## Estratto selezionato
────────────────────

A decidere le sorti elettorali non saranno le soluzioni a questi (e altri) problemi, ma fattori diversi. A partire dalla transumanza dei signori delle preferenze: nelle liste del centrodestra ben 57 top player dell’Ars, un “partito” che vale da solo il 20%. Un peso enorme, che potrebbe però essere controbilanciato dal voto disgiunto, soprattutto di matrice populista. Da incrociare con un’altra variabile solo in apparenza misteriosa: l’effetto dell’election day su affluenza e scelte.

Quadro socio-economico e scenario politico: con i numeri si può fare tutto. O quasi. E così, grazie a un “data analyst” brillante e appassionato come il catanese Alessandro Riggio, il flusso incontrollato di cifre può diventare un mazzo di chiavi di lettura.

 

 

La via dei borghi fantasma

Nell’ultimo decennio la Sicilia ha perso 275.238 abitanti. Nella mappa colorata si traccia una specie di sentiero in rosso. «La strada dei borghi fantasma –  la definisce Riggio – dove lo spopolamento colpisce con maggior forza, inizia da Novara di Sicilia, al confine tra Peloritani e Nebrodi, attraversa le Madonie palermitane e arriva fino a Gibellina, nella Valle del Belice». In linea d’aria  quasi 200 chilometri lungo cui ogni comune ha perso almeno il 10% dei propri abitanti.

 

 

Dal 2011 il numero dei morti supera ogni anno quello dei nati e l’età media dei siciliani cresce da 42 a 44 anni. Un abitante su cinque ne ha più di 65. «Continuando così sarà uno su quattro entro 6-7 anni, e ciò aggraverebbe ancor di più l’indice di dipendenza strutturale, cioè  il rapporto tra persone in età attiva tra 15 e 64 anni e quelle che non lo sono, ovvero  under 14 e over 65. Dieci anni fa il dato s’attestava al 50%, oggi – annota Riggio – sfonda il 56». Ma ci sono due “oasi”: «Le eccezioni alla crisi demografica si concentrano nell’area etnea, fra Trecastagni, Pedara e Nicolosi, e nei dintorni di Palermo, a Carini e Terrasini. Resiste il Ragusano, che con un meno 0,3 per cento vanta il miglior dato dell’Isola».

 

Le nuove diseguaglianze

Nel 2021 il 41% dei contribuenti residenti in Sicilia (oltre 1.131.000 persone) ha dichiarato un reddito inferiore ai 10.000 euro: un “marker” di lavoro nero, ma soprattutto di  indigenza. Solo meno del 3% (82.852, «come il numero di tifosi che siede a San Siro nelle grandi occasioni») più di 55.000 euro, di cui appena lo 0,3% (9.381, «talmente pochi che entrerebbero tutti in uno stadio comunale») sfonda i 120.000 euro.

────────────────────

## Compiti scritti
A: Secondo l'estratto, quanti abitanti ha perso la Sicilia nell'ultimo decennio?
B: Raccolga ogni riga dei record in cui compare la parola "black".
L'estratto e i record provengono da fonti distinte.

[Voci di puntamento ed etichettatura]
────────────────────

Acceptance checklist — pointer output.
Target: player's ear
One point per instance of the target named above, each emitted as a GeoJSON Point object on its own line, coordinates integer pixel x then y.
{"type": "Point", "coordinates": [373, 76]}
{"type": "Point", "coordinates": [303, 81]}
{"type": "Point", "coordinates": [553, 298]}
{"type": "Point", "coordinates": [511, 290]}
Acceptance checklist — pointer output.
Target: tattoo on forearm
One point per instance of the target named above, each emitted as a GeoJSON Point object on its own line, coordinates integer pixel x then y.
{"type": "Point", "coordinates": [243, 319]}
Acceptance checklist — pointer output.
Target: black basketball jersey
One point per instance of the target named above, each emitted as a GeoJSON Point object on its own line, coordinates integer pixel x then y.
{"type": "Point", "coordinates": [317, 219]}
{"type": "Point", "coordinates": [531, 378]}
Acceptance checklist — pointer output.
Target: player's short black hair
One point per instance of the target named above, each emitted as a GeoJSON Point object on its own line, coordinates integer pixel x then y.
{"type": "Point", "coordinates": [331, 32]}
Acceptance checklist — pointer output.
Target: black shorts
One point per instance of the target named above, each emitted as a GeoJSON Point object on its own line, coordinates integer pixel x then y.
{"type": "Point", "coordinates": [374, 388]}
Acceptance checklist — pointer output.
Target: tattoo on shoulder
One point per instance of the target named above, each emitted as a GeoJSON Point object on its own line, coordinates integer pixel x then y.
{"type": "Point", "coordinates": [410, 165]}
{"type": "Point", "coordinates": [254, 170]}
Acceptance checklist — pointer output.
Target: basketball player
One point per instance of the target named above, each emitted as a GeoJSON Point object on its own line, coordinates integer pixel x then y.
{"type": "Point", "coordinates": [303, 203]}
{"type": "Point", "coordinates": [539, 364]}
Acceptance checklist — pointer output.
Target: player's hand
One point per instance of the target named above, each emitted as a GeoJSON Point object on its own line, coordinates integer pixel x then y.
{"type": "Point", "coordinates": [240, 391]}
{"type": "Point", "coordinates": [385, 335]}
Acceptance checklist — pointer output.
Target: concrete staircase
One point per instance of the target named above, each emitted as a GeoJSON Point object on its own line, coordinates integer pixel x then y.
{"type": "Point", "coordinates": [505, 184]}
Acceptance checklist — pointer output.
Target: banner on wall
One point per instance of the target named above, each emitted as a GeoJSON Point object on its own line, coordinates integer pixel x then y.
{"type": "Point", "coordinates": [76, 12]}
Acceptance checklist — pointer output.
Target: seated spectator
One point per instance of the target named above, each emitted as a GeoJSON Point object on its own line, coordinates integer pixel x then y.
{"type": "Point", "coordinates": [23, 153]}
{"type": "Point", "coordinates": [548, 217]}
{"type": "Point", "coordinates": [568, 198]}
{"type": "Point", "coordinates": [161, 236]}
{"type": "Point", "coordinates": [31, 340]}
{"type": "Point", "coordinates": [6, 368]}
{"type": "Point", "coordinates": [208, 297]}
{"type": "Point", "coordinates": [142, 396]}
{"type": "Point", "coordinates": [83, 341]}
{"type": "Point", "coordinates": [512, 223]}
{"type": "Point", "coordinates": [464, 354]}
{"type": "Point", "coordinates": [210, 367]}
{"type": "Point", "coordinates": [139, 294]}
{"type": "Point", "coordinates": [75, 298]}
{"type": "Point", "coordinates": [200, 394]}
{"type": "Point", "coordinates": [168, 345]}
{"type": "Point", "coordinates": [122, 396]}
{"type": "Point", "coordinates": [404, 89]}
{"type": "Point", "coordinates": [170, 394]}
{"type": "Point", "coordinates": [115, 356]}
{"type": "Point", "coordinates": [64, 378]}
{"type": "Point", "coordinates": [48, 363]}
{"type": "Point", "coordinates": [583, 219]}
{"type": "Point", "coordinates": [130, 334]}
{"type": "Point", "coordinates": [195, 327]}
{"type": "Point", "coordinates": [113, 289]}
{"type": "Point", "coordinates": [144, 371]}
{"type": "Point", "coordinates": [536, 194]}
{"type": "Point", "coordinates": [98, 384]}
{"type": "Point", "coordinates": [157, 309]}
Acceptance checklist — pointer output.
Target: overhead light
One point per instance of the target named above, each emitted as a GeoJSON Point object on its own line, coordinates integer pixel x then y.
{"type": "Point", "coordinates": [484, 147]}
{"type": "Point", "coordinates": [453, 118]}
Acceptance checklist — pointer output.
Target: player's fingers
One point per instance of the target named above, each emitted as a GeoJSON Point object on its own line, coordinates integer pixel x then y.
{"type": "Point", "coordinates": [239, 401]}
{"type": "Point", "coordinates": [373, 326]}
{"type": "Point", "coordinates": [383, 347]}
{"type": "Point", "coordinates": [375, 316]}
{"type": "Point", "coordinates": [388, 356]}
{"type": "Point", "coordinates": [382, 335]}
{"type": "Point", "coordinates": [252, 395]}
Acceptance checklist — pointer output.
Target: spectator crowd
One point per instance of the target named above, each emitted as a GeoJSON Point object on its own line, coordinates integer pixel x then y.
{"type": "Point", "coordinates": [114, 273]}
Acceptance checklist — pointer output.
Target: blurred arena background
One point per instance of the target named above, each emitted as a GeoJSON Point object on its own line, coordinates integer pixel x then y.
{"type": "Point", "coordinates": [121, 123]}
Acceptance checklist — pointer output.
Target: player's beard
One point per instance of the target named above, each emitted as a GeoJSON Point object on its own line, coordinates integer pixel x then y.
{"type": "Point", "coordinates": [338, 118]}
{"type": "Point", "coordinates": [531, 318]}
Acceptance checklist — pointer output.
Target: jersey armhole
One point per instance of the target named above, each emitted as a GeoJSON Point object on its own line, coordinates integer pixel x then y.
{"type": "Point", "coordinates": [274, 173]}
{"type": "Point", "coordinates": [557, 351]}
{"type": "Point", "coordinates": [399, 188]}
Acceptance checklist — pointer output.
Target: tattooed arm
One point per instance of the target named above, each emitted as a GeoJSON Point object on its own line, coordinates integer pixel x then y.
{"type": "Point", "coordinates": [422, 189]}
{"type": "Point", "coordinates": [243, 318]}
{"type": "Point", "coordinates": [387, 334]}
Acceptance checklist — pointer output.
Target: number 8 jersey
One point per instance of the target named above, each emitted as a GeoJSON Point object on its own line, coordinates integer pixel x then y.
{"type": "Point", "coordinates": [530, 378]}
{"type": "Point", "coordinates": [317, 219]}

────────────────────

## Risposte
A: 275.238 abitanti.

B:
Target: black basketball jersey
Target: player's short black hair
Target: black shorts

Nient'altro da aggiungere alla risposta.